*PASSAGE*.
By Margaret Blanchard
In “Separated: Inside an American Tragedy,” author and NBC News correspondent Jacob Soboroff documents the current administration’s policy of separating refugee children from their parents at the southern border between the U.S. and Mexico — imprisoning and traumatizing thousands of children and parents fleeing environmental disasters and gang violence in Central America. Facing this influx of refugees, President Obama, during his time in office, did deport people and even separated some children “from their parents or someone who presented as a guardian [but] only when officials were concerned for their safety”. In addition, the Obama administration provided environmental aid to the refugees’ home countries, whereas the Trump administration cut off all such assistance to Central America and implemented the practice of separating all parents and children, sending them into different prisons, believing that family separation would serve as a deterrent to potential refugees.
Imagine traveling on foot with your family members across more than two thousand miles of desert, evading gang violence, kidnapping, hunger, and thirst, to reach safety — only to be separated from each other at the border, and thrown into prisons as far apart as California and Florida. In many cases there was no record of anyone’s whereabouts or relations. Half of these children who were severed from their guardians are under ten years old, and more than a quarter are under five.

*APPLY WHAT YOU READ*.
- a) Answer these questions using the family separation passage.
(i) Which news organization is Jacob Soboroff a correspondent for?
(ii) What kind of assistance did the Trump administration cut off to Central America?
(iii) What share of the children separated from their guardians are under five years old?
- b) Print the family separation passage between "Imagine traveling on" and "are under five.", inclusive.
- c) Write what comes next in the family separation passage, starting after its final sentence.

*SOURCE DATA*.

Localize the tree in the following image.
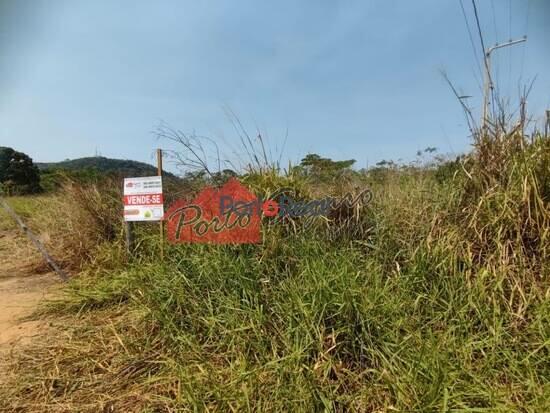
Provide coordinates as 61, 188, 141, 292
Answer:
300, 153, 355, 178
0, 146, 41, 195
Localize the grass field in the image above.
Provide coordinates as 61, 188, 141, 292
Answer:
0, 128, 550, 413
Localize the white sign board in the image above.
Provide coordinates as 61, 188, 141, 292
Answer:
124, 176, 164, 221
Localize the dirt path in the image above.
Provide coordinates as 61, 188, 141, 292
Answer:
0, 224, 61, 385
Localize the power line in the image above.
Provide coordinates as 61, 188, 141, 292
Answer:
506, 0, 512, 96
472, 0, 495, 124
519, 0, 531, 82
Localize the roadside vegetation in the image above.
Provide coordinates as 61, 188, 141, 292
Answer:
0, 112, 550, 412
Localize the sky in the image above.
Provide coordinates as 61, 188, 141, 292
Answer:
0, 0, 550, 169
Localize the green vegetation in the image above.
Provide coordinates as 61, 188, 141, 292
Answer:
0, 146, 40, 195
37, 156, 170, 176
0, 129, 550, 413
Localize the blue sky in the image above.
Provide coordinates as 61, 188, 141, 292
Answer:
0, 0, 550, 171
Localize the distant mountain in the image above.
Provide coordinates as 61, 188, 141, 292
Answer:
35, 156, 175, 178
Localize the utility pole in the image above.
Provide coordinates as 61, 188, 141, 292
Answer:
481, 36, 527, 129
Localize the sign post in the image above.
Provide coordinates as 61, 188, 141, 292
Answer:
157, 149, 164, 260
124, 171, 164, 257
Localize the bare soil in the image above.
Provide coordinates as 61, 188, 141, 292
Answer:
0, 226, 61, 385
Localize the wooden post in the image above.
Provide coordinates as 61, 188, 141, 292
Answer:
124, 221, 134, 257
0, 198, 69, 281
157, 149, 164, 260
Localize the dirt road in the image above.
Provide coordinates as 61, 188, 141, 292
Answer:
0, 225, 60, 385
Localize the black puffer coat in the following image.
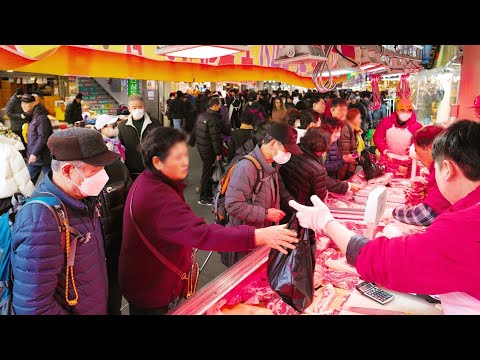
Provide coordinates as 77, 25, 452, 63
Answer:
26, 104, 53, 166
280, 144, 348, 214
65, 100, 83, 124
195, 109, 222, 157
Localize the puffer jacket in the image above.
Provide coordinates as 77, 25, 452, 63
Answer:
27, 104, 53, 166
336, 123, 357, 180
195, 109, 222, 157
325, 140, 345, 179
225, 145, 293, 229
0, 135, 35, 199
280, 144, 348, 217
65, 100, 83, 124
98, 159, 132, 261
12, 171, 108, 315
5, 95, 27, 131
118, 113, 161, 175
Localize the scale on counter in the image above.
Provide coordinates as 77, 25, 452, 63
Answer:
363, 186, 387, 239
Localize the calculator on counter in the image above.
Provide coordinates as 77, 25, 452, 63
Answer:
355, 281, 395, 305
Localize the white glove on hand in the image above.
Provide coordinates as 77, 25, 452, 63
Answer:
288, 195, 334, 231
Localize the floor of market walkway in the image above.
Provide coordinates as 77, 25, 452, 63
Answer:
122, 147, 226, 315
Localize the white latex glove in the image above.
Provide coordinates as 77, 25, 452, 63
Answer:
288, 195, 333, 231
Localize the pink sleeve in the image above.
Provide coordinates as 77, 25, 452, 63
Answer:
356, 216, 480, 295
373, 118, 388, 154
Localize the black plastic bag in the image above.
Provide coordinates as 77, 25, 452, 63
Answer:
212, 160, 225, 183
357, 150, 385, 180
267, 214, 316, 312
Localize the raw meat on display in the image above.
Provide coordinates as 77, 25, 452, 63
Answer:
304, 284, 337, 315
368, 172, 393, 186
265, 297, 300, 315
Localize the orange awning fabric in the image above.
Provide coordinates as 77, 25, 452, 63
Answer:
0, 45, 37, 70
12, 45, 342, 88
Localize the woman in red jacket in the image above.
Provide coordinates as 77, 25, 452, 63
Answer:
119, 127, 298, 315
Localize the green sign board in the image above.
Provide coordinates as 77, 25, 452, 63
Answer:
127, 80, 140, 96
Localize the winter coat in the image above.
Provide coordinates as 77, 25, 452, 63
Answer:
348, 102, 370, 131
5, 95, 27, 131
225, 145, 293, 229
336, 122, 358, 180
119, 170, 255, 308
65, 100, 83, 124
12, 171, 108, 315
280, 144, 348, 217
373, 112, 422, 155
98, 159, 132, 261
170, 97, 186, 119
325, 140, 345, 179
27, 104, 53, 166
0, 135, 35, 199
195, 109, 223, 157
118, 113, 160, 174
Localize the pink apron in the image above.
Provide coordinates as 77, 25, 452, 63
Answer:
386, 126, 412, 155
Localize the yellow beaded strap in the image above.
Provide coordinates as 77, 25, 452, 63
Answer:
63, 218, 78, 306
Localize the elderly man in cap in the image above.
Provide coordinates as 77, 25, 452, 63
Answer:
65, 93, 83, 124
21, 94, 53, 184
12, 127, 119, 315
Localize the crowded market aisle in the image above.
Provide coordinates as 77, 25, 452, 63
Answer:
122, 147, 227, 315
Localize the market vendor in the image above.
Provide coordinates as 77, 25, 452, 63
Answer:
373, 98, 422, 155
290, 120, 480, 315
470, 95, 480, 121
392, 125, 451, 226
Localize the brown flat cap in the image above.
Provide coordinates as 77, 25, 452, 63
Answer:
47, 127, 120, 166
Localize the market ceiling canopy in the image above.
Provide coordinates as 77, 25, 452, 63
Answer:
0, 45, 346, 88
0, 45, 37, 70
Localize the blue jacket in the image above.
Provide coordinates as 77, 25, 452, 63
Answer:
12, 171, 108, 315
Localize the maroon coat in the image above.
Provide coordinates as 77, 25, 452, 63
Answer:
119, 170, 255, 308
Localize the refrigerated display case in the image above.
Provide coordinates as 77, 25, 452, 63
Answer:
170, 174, 441, 315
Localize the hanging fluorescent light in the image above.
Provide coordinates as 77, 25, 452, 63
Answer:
322, 67, 358, 76
155, 45, 249, 59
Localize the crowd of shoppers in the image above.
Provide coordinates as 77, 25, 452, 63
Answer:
0, 81, 479, 315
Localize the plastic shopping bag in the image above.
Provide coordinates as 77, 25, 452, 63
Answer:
212, 160, 225, 183
267, 214, 315, 312
357, 150, 385, 180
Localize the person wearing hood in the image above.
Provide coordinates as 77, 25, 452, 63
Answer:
195, 97, 223, 206
373, 98, 422, 156
95, 114, 132, 315
0, 135, 35, 215
5, 88, 28, 147
21, 94, 53, 184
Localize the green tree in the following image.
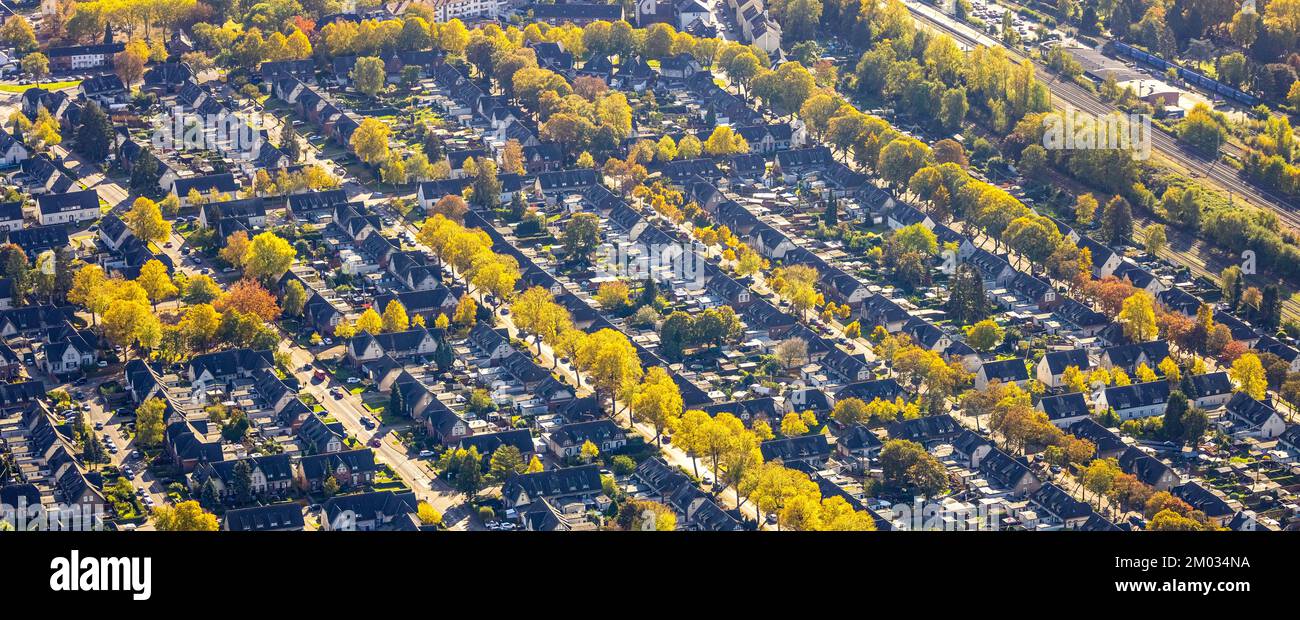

*TASK-BY-TASK RESULTS*.
- a)
(i) NBC News.
(ii) Environmental aid.
(iii) More than a quarter.

- b)
Imagine traveling on foot with your family members across more than two thousand miles of desert, evading gang violence, kidnapping, hunger, and thirst, to reach safety — only to be separated from each other at the border, and thrown into prisons as far apart as California and Florida. In many cases there was no record of anyone’s whereabouts or relations. Half of these children who were severed from their guardians are under ten years old, and more than a quarter are under five.

- c)
This puts me in mind of my father, a World War II veteran who helped liberate the Buchenwald concentration camp, describing the survivors as “walking skeletons.” Our shocking and shameful policies appear dangerously close to replicating the conditions in such concentration camps, as accounts of sterilization, unsafe conditions, molestation and assault, inadequate medical care, and lack of advocacy or access to basic information abound. These policies are grievously close to some of the criminal practices of our past: enslaving people, treating them as property, separating them from family, selling them to others, often in dangerous situations, without access to their names or locations. Or the inhumane practice of stealing Native American children from their families and forcing them to attend Christian boarding schools designed to shame and punish them for speaking their own language, for engaging in their own cultural practices or spiritual traditions, and destroying actual connections with their relations. Or imprisoning Japanese-Americans during World War II.
The psychological damage caused by this current cutting off and caging of minors is described by Dr. Colleen Craft, head of the American Academy of Pediatrics: “Studies overwhelmingly demonstrate the irreparable harm caused by breaking up families. Prolonged exposure to highly stressful situations — known as toxic stress — can disrupt a child’s brain architecture and affect his or her short- and long-term health. A parent’s or a known caregiver’s role is to mitigate these dangers. When robbed of that buffer, children are susceptible to learning deficits and chronic conditions such as depression, post-traumatic stress disorder, and even heart disease.”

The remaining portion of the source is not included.